Reproduce the following data exactly, minus any images.

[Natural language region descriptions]

══════════

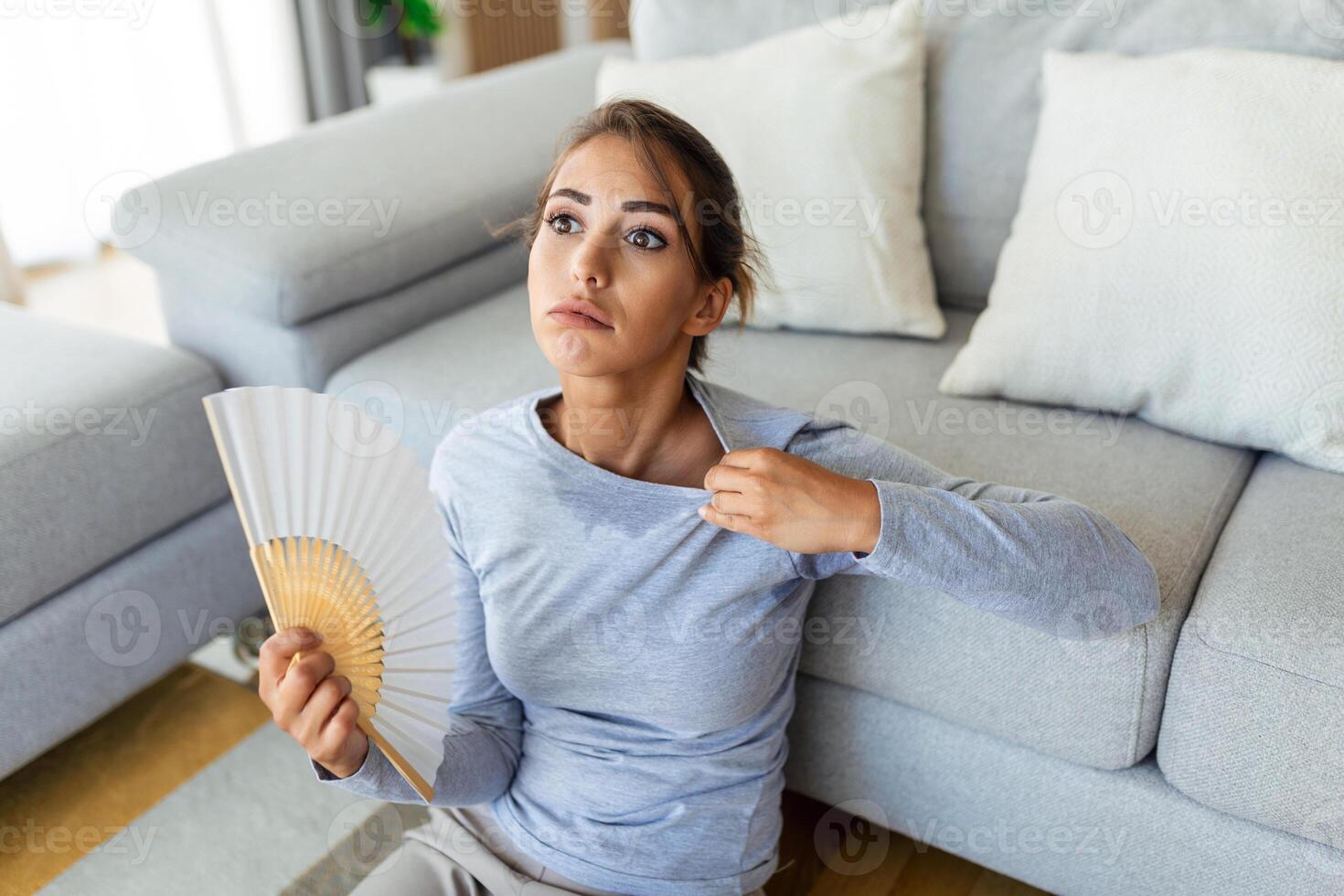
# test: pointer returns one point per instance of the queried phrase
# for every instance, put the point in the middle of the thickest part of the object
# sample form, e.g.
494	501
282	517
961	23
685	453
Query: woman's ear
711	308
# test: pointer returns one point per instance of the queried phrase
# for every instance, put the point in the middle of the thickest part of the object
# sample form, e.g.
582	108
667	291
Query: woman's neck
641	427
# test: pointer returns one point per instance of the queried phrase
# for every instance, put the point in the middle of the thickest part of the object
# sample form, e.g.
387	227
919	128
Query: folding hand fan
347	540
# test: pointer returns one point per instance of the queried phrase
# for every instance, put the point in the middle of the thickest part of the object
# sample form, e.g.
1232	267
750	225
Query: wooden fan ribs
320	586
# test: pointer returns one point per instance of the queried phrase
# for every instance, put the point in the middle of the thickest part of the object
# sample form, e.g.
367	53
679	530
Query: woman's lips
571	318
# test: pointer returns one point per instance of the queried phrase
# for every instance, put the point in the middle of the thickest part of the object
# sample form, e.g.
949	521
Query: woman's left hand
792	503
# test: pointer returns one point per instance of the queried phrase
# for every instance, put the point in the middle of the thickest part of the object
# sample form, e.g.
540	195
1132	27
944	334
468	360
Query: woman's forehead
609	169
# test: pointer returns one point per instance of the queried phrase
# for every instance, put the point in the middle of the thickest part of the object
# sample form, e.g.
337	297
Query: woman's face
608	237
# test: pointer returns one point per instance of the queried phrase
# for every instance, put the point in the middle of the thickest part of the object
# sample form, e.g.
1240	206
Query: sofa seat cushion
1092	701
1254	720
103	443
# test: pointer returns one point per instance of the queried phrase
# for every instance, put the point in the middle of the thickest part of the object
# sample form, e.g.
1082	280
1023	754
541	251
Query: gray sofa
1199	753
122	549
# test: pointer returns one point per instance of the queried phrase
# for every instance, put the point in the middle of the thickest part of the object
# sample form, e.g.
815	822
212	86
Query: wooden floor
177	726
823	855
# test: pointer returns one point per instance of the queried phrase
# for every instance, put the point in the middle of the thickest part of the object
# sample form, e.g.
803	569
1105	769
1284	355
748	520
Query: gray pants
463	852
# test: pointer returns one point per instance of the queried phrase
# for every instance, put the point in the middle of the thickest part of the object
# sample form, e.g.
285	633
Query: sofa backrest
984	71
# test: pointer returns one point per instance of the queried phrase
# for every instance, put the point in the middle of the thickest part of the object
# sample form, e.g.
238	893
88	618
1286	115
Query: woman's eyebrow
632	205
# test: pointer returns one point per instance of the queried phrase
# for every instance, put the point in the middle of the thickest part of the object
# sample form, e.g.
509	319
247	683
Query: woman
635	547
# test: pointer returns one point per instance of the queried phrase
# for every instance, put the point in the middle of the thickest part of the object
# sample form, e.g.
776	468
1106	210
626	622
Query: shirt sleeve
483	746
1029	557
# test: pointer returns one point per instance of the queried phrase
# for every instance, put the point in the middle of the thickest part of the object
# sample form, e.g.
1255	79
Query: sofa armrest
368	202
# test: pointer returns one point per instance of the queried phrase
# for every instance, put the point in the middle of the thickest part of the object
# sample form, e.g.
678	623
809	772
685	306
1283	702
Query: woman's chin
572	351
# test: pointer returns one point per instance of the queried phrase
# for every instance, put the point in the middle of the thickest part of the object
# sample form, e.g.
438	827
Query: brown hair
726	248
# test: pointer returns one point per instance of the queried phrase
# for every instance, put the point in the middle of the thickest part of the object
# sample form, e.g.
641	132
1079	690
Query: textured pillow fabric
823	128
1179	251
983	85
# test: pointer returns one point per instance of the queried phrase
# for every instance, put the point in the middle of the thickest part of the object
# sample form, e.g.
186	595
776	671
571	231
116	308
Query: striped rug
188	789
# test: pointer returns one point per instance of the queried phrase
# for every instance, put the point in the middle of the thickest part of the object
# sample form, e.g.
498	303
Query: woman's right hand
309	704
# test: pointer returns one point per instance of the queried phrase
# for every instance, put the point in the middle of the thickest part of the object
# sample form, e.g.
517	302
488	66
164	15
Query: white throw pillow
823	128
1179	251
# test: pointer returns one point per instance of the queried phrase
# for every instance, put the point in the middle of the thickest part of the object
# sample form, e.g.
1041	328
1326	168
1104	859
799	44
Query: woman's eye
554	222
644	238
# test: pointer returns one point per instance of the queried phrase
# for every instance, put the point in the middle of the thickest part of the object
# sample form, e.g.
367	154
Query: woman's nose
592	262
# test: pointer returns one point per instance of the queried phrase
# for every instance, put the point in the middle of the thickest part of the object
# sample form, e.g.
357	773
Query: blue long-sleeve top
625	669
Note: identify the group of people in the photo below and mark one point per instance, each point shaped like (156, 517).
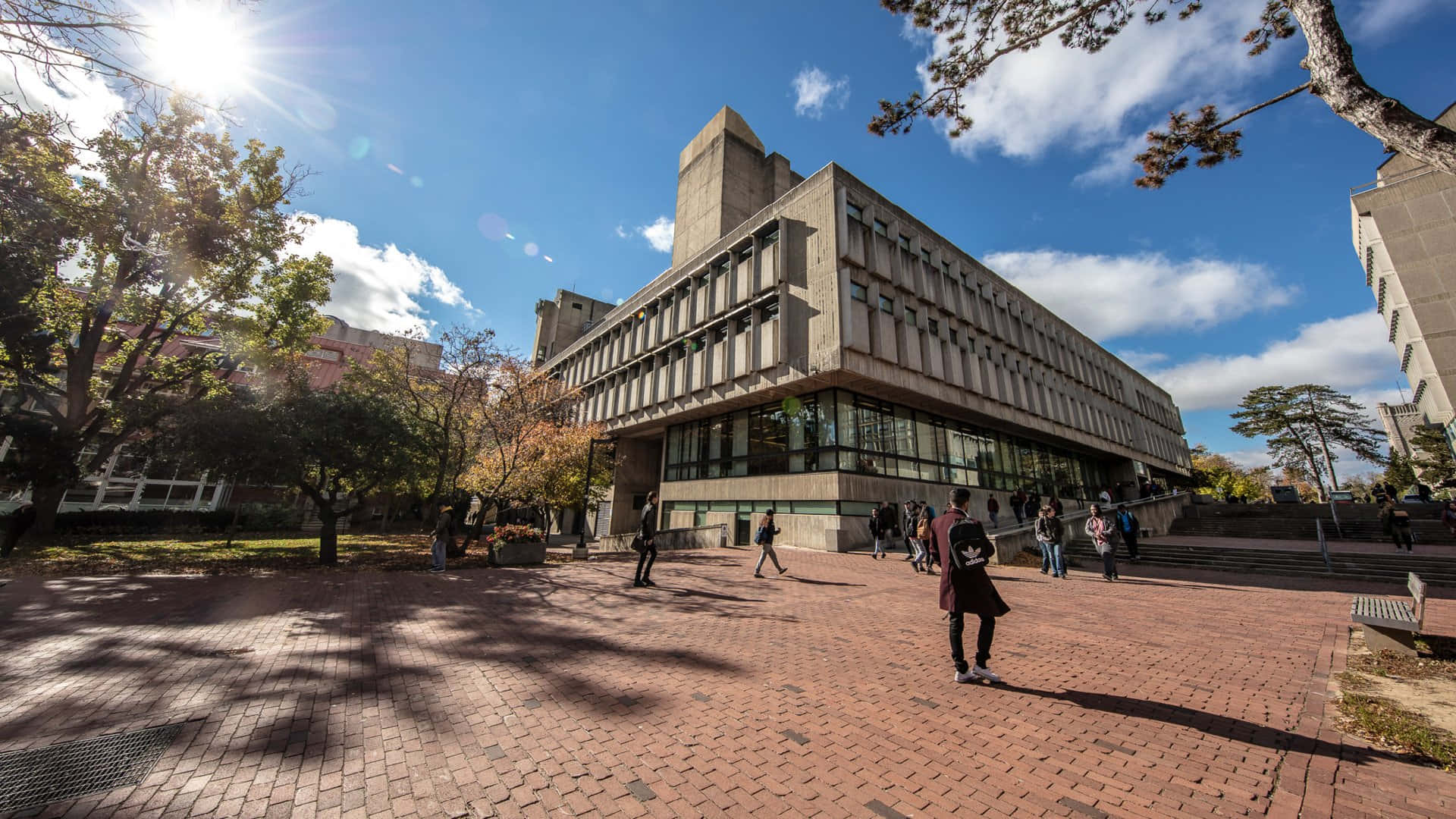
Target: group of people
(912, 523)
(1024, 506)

══════════

WRITTEN SOLUTION:
# test: pointer returns one point per instance of the queried phrase
# for every instance, put the point in the middle of the thickest part of the object
# sample form, e.g.
494	501
282	517
961	23
685	453
Query: woman's ear
711	308
# test: pointer returns one point per instance of the queried phrase
# for every instance, put the point in the middle of the thickest part of the object
# sample form, e.g.
582	108
667	291
Query: woman's neck
641	427
# test: pointer returns one point per instance of the queried phrase
# for every instance, put the point in the middle of the thickest part of the object
# sample form, e.g.
387	227
919	128
Query: folding hand fan
347	540
# test: pointer returns one point per instance of the queried phrase
# for every instance, put the point in the middle of the thickest part of the object
# sample form, e.g.
1232	267
750	225
Query: wooden fan ribs
320	586
# test: pointer returns one point per instance of the queried phrase
# for every instance, put the point in the middle of the thickest part of the object
# sample form, e.g.
367	53
679	530
Query: woman's lips
571	318
# test: pointer returns one point per instance of the queried phrase
# for every instance, put the point in the middle of the thickest part of the object
# sample form, e.g.
949	521
Query: woman's left hand
792	503
# test: pointer returns one point per instance of the queried phrase
# for every instance, put the point in the middle of the thickest part of the object
# sample form, e.g.
540	195
1132	27
944	334
468	360
Query: woman's forehead
609	169
# test: pointer returns one point per instance of the queried phrase
# for every instance, put the point in the middle of the thickest part of the object
# sample form, e.g.
337	297
Query: woman's face
608	237
# test: pointer returns one point per instance of the queried phrase
# for every instance, put the point in the middle of the thickest part of the object
# sample form, e.g.
1240	206
Query: sofa seat cushion
1092	701
1254	720
103	443
# test: pointer returns one point per instance of the queried phrase
# for every instance, put the point in the middle of the thickest part of the object
# sample form, e.g.
1082	280
1023	754
541	251
Query: gray sofa
1199	753
122	549
# test: pointer returns one point per instance of the queried phrase
# for every instance, put the point in the middle of the thickest part of the object
# sample form, e.g.
815	822
212	86
Query: wooden floor
177	726
823	855
# test: pointer returns one point per instance of the queried phrase
# for every instance, put the point in the middle of the thickest part of the object
# sample form, e.g.
803	569
1105	769
1284	355
748	520
Query: gray pants
463	852
# test: pointer returns one point per instance of the queried phrase
# for every instance, put the point in the middle of the thickest part of the object
# sample form, e.g.
285	633
Query: sofa backrest
984	71
# test: pointer returns one point per instance of the queried phrase
# for every instance, put the point in the middle of the thickest part of the object
# sample form, e.g.
238	893
88	618
1286	115
Query: woman's eyebrow
632	205
# test: pointer returns one point per instance of the queried phrase
# for every instance, put the point in the middle of the thickest part of the object
# sample form, e.g.
509	319
247	683
Query: woman
635	547
# test: pointer returns one point per instance of the queried phrase
# for every instance, put the point in the middle of the thickest part of the object
# sample form, e.g.
776	468
1106	210
626	622
Query: shirt sleeve
483	746
1029	557
# test: pointer returns one point per instance of the queried phrase
# for every instance, put the point in the middle of the thickest part of the object
# sample form, e.g.
1255	79
Query: sofa armrest
368	202
# test: pointer returns one point per instance of the queried phrase
# for every instance, put the point in the middle of the thickest part of the object
# sample form, e.g.
678	623
809	772
685	306
1283	702
Query: woman's chin
572	351
# test: pointer returns one point per instance of the queried phrase
# for every instance, put the point in the middle of the thickest part of the object
# sample form, e.g.
438	827
Query: brown hair
726	248
# test: pointer returns one point per instance of the queried phrase
# for every instance, put the point in the middle of the thickest part of the object
# sample form, e.g.
641	132
1079	690
Query: textured pillow fabric
823	128
1179	251
983	85
# test: pointer returns one point per instance of the queried phrase
# for every instance, put the point in the middle of the thickest part of the object
# sample form, e.g.
186	595
776	671
571	231
116	308
Query: striped rug
188	789
# test: pointer returns one point per instance of the queried phrase
# for every instance, put the point in the middle of the thickest part of the object
# sample form, e.g.
498	303
Query: woman's right hand
309	704
# test: pointer returns one point per instance of the queried phrase
# for every instance, put the point in the middle of the thickest part of the object
# sample form, e.g.
517	302
488	66
164	15
Query: white throw pillow
823	128
1179	251
# test: pointer returns one point per instance of the queried phrase
# for every instance, put the point in the middle of the thickest part of the object
# sample form, e.g.
1041	328
1326	168
1104	859
799	44
Query: woman's eye
554	222
644	238
# test: pointer returns one point per instance of the queried phrase
# for every instance, put the point in the middle of the thickest part of the object
# sample form, e.g.
367	154
Query: woman's nose
592	262
# test: pointer returns one point per instance of the queried phrase
# for every instance, put the point in the middle of the thickest part of the object
# sample form, e.g.
357	773
Query: blue long-sleeve top
625	669
Note: identify the group of people in the photo below and mark one point per instance, each point shaped like (156, 517).
Target: group of people
(912, 523)
(1024, 506)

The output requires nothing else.